Re: [PATCH V3 1/6] x86_64: move cpu_current_top_of_stack out of TSS

From: Borislav Petkov
Date: Thu Feb 04 2021 - 11:48:18 EST


> Subject: Re: [PATCH V3 1/6] x86_64: move cpu_current_top_of_stack out of TSS

The tip tree preferred format for patch subject prefixes is
'subsys/component:', e.g. 'x86/apic:', 'x86/mm/fault:', 'sched/fair:',
'genirq/core:'. Please do not use file names or complete file paths as
prefix. 'git log path/to/file' should give you a reasonable hint in most
cases.

The condensed patch description in the subject line should start with a
uppercase letter and should be written in imperative tone.

Fix all your subjects pls.

On Thu, Jan 28, 2021 at 12:32:17AM +0800, Lai Jiangshan wrote:
> From: Lai Jiangshan <laijs@xxxxxxxxxxxxxxxxx>
>
> When X86_BUG_CPU_MELTDOWN & KPTI,

Please write that out properly.

> cpu_current_top_of_stack lives in the
> TSS which is also in the user CR3 and it becomes a coveted fruit. An
> attacker can fetch the kernel stack top from it and continue next steps
> of actions based on the kernel stack.
>
> The address might not be very usefull for attacker,

You just said it is a "coveted fruit" and now it is not very useful?!
Which is it?

Also, use spellchecker pls.

__Collected data__.
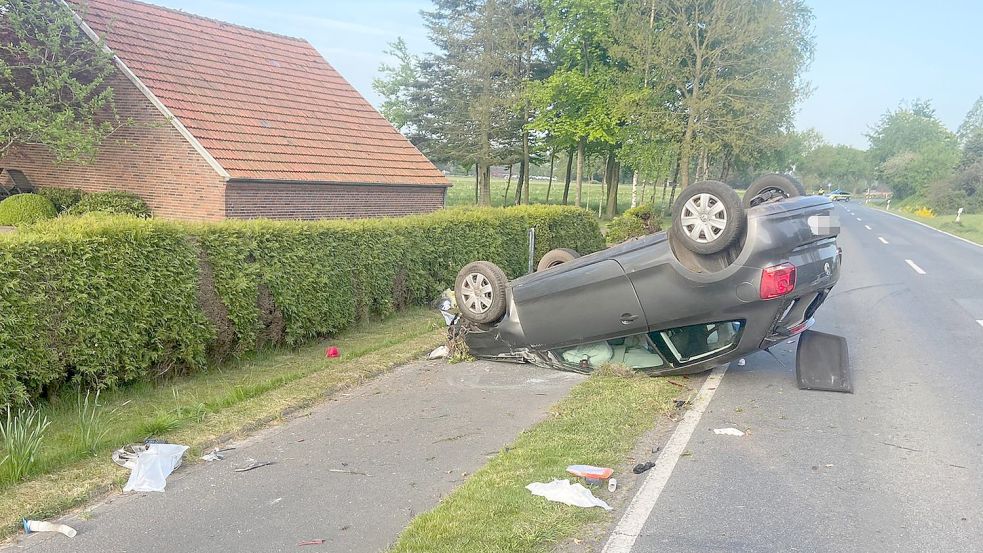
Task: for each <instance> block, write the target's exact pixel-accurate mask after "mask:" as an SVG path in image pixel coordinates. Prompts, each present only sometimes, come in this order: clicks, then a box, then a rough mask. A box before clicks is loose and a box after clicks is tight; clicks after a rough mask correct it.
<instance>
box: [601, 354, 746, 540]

__Assigned task 1__. According to the patch review, what should the condensed patch description in the subject line start with?
__Assigned task 2__. Reproduce everything in the patch review from "Fix all your" down to "that out properly.".

__Answer section 1__. An uppercase letter.

__Answer section 2__.
Fix all your subjects pls.

On Thu, Jan 28, 2021 at 12:32:17AM +0800, Lai Jiangshan wrote:
> From: Lai Jiangshan <laijs@xxxxxxxxxxxxxxxxx>
>
> When X86_BUG_CPU_MELTDOWN & KPTI,

Please write that out properly.